But sometimes hospitals go too far in pushing patients toward their own nursing homes. In 2013, for instance, regulators faulted a Wisconsin hospital for not disclosing its ties when it referred patients to its own nursing home, which Medicare rated below average. In 2014, a family member told inspectors that a Massachusetts hospital had “steered and railroaded” her into sending a relative to a nursing home owned by the same health system.
Researchers have found that hospital-owned homes are often superior to independent ones. Still, a third of nursing homes owned by hospitals in cities with multiple facilities had lower federal quality ratings than at least one competitor, according to a Kaiser Health News analysis.
The Lowest Rating
Medicare’s Nursing Home Compare gave the nursing home where Elizabeth Fee died one star out of five, meaning it was rated “much below average.” The hospital’s case managers told Fee’s family that the nursing home was merely an extension of the hospital and that “my mother would receive the same excellent quality of care and attention,” said Rees, her daughter.
But state inspectors found shortcomings in seven visits to the nursing home between August 2009 and October 2011, records show. Inspectors found expired medications during two visits and, at another, observed a nurse washing only her fingertips after putting an IV in a patient with a communicable infection.
Just four months before Fee arrived, inspectors cited the nursing home for not treating patients with dignity and respect and for failing to provide the best care. One patient told inspectors that her pain was so excruciating that she couldn’t sleep but that nurses and the doctor did not check to see whether her pain medications were working.
“Nobody listens to me,” the patient said. “I was born Catholic, and I know it’s not right to ask to die, but I want to die just to get rid of the pain.”
Fee ate little and had few bowel movements, according to the state health investigation. Fee’s family had hired a private nurse, Angela Cullen, to sit with her. Cullen became increasingly worried about Fee’s distended belly, according to Cullen’s affidavit taken as part of the lawsuit. She said her concerns were brushed off, with one nurse declining to check Fee’s abdomen by saying, “I do not have a stethoscope.”
On the morning of her death, an X-ray indicated Fee might have a bowel obstruction or other problem expelling stool, the inspectors’ report said. That evening, after throwing up a large quantity of matter that smelled of feces, she lost consciousness. She died of too much fluid and inhaled fecal matter in her lungs, the report said.
Bills Of More Than $150,000
In a court ruling, Judge Ernest Goldsmith of the San Francisco Superior Court wrote that Elizabeth Fee’s younger daughter, Nancy, “observed her mother drown in what appeared to be her own excrement.” Kathryn Meadows, the family’s attorney, said in a court filing that the nursing home’s bills exceeded $150,000 for the three-week stay.

_ _ _ _ _ _ _

Required action A: In the passage on hospital-owned nursing homes, what rating did Medicare's Nursing Home Compare give the nursing home where Elizabeth Fee died?
Required action B: Rewrite the stretch of the passage on hospital-owned nursing homes from "But sometimes hospitals" through "same health system.", putting "Minnesota" in place of "Wisconsin".
The items have nothing to do with the passage on hospital-owned nursing homes.

Dataset content:

_ _ _ _ _ _ _

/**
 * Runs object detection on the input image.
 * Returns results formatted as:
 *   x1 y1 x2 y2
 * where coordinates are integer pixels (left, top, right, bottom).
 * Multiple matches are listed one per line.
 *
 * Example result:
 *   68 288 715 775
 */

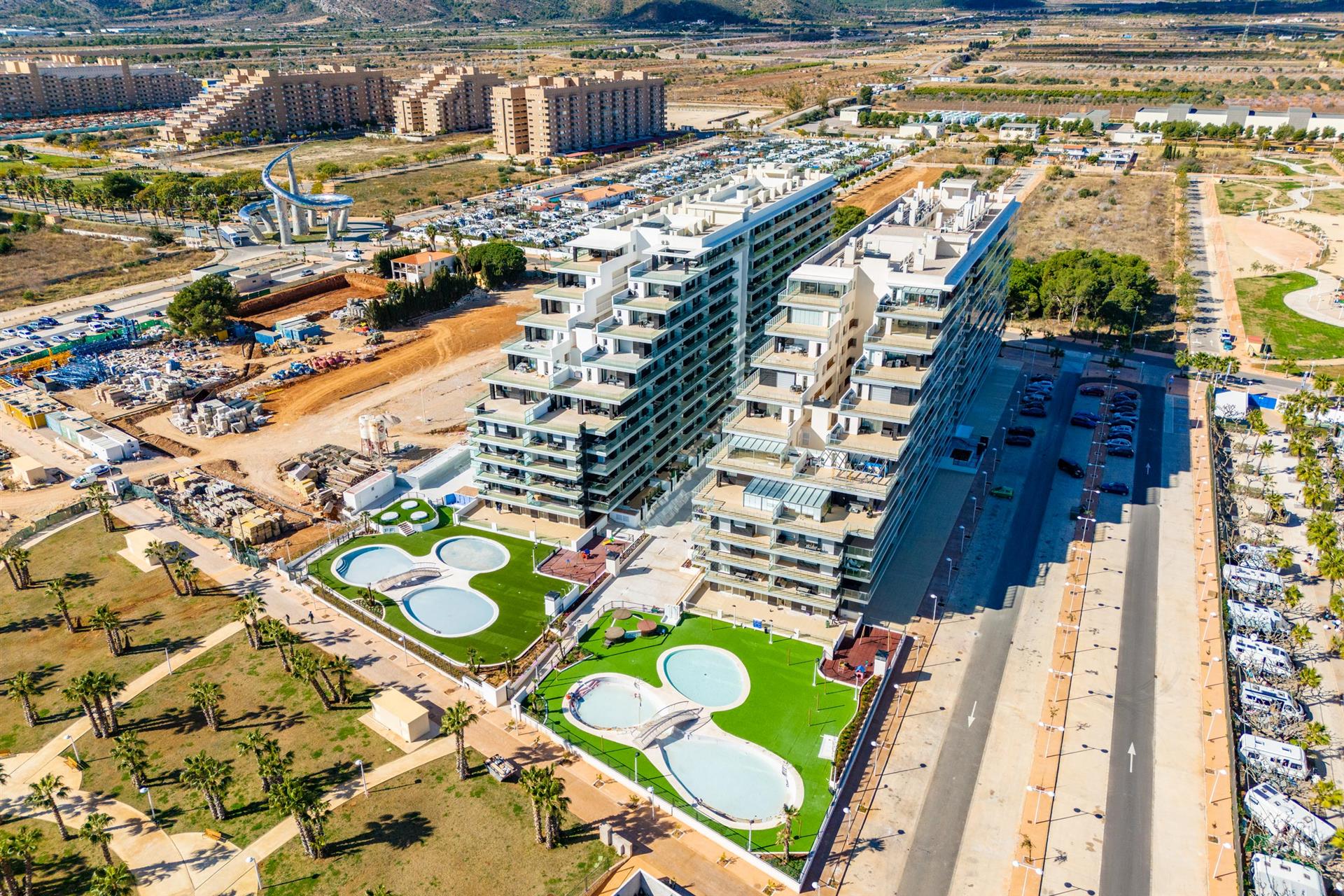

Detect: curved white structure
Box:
238 146 355 246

_ _ _ _ _ _ _

Final answer A: One star out of five, meaning "much below average."

Final answer B:
But sometimes hospitals go too far in pushing patients toward their own nursing homes. In 2013, for instance, regulators faulted a Minnesota hospital for not disclosing its ties when it referred patients to its own nursing home, which Medicare rated below average. In 2014, a family member told inspectors that a Massachusetts hospital had “steered and railroaded” her into sending a relative to a nursing home owned by the same health system.